- **SET OF TASKS**:
1. Please extract the passage of the Galloway letter starting at "Philada. June [July3]" and ending at "in our Day.", copying it word for word.
2. Answer these questions about the Galloway letter:
(a) Who carried the letter that reached Galloway after the one by the Packet?
(b) In which newspaper were the Virginia resolves published?
(c) Whose name does the letter say is openly cursed whenever it is mentioned?
3. Carry on the Galloway letter, beginning after its final sentence.

Benjamin Franklin Papers
Documents filtered by: Author="Galloway, Joseph" AND Period="Colonial"
sorted by: editorial placement
Permanent link for this document:
https://founders.archives.gov/documents/Franklin/01-12-02-0111

To Benjamin Franklin from Joseph Galloway, 18 [July] 1765

From Joseph Galloway

ALS: American Philosophical Society

Philada. June [July3] 18. 1765

Dear Sir

Since the Receipt of yours by the Packet, I was favor’d with yours by Capt. Robinson.4 I Thank you for the Case of the D. of Athol,5 which is a curious one, and also for the still more curious Reasons of Mr. Pownal for refusing the Govt. of this Province.6 They appear to me very just and sensible, and must do real Honor to that Gentleman, as they manifest an Integrity not very Common in our Day.

In Return permit me to present you with the Inclosed Resolves of the Lower House of Assembly of Virginia on the Stamp Act, and the Right of the Brittish Legislature toward Forming that Law. After they were passed, The Governor7 by some Means procured from the Clerk the Original Minutes of the House tore them out, and instantly Dissolved the Assembly.8 They were However Published in the Mary Land Gazzettee from which this Copy is taken, as I coud not procure one of them to send you.9 I cannot describe to you, the indefatigable Industry that have been and are constantly taking by the Prop--y Party and Men in Power here to prevail on the People to give every Kind of Opposition to the Execution of this Law. To incense their Minds against the King Lords and Commons, and to alienate their Affections from the Mother Country. It is no uncommon thing to hear the Judges of the Courts of Justice from the first to the most Inferiour, in the Presence of the attending Populace, to Treat the whole Parliament with the most irreverent Abuse. Scarcely any thing, is too Bad to be said of the Ministry, and that worthy Nobleman Lord Bute1 is openly cursed whenever his Name is mentioned. These things are truly Alarming to our Friends and the Discreet and sensible part of the People, as it is Evident they tend with great rapidity to create in the Minds of the Populace and weaker part of Mankind a Spirit of Riot and Rebellion, which will be hereafter Quelled with great Difficulty, if ever Quelled at all.

- **MATERIAL**:
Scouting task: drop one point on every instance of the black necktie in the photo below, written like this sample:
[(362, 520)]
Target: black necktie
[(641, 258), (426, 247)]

- **ANSWERS TO THE EXERCISES**:
1.
Philada. June [July3] 18. 1765

Dear Sir

Since the Receipt of yours by the Packet, I was favor’d with yours by Capt. Robinson.4 I Thank you for the Case of the D. of Athol,5 which is a curious one, and also for the still more curious Reasons of Mr. Pownal for refusing the Govt. of this Province.6 They appear to me very just and sensible, and must do real Honor to that Gentleman, as they manifest an Integrity not very Common in our Day.

2.
(a) Capt. Robinson
(b) The Mary Land Gazzettee
(c) Lord Bute's

3.
It is already become Dangerous to Espouse the Conduct of the Parliament in some parts of America, in any Degree, as the Resolves before mentioned prove. And I fear will in a very short Time become so in this Province. For almost every Pen and Tongue are employ’d against them, while not a word scarcly is offerd on their side. And yet I have thoughts of Endeavouring to state the Conduct of the Mother Country with regard to her Colonies in a true Light, and endeavour, if possible to Check the growing Mischiefs —By Proving the reasonableness of our being Taxed—The Opportunity the Crown afforded the Colonies of Taxing themselves in the Manner which they contend they ought to be Assessed—Their repeated refusals—The necessity there is, as well for our own as, the safety of the Mother Country, that the Crown (in whose Hands is constitutionally Lodged the Powers of War and Peace, and of the Protection of the people) shoud have some certainty of receiving the Supplies when necessary—That if we are aggrieved, the Imprudence and Folly of pursuing the present rash and wicked Measures for obtaining a redress—and the Fatal Consequences which must attend them—And by Pointing out the Better Mode, a decent and discreet Application to the Crown and Parliament such as shall Correspond with the Professions we make of being a faithful and Loyal People. Some Thing of this Nature I have thought might give the People a different Turn or at least prevent the Contagion of Rebellion from spreading irrecoverably far.2

The Hopes your last Letters gave us of a Change give us great Joy—And the Expectation of seeing you in a Station superiour to the Malice of your unrelenting Enemies adds beyond Measure to that Pleasure.3 We are afraid of nothing but your want of Inclination to accept of it. Which we Pray may not be the Case.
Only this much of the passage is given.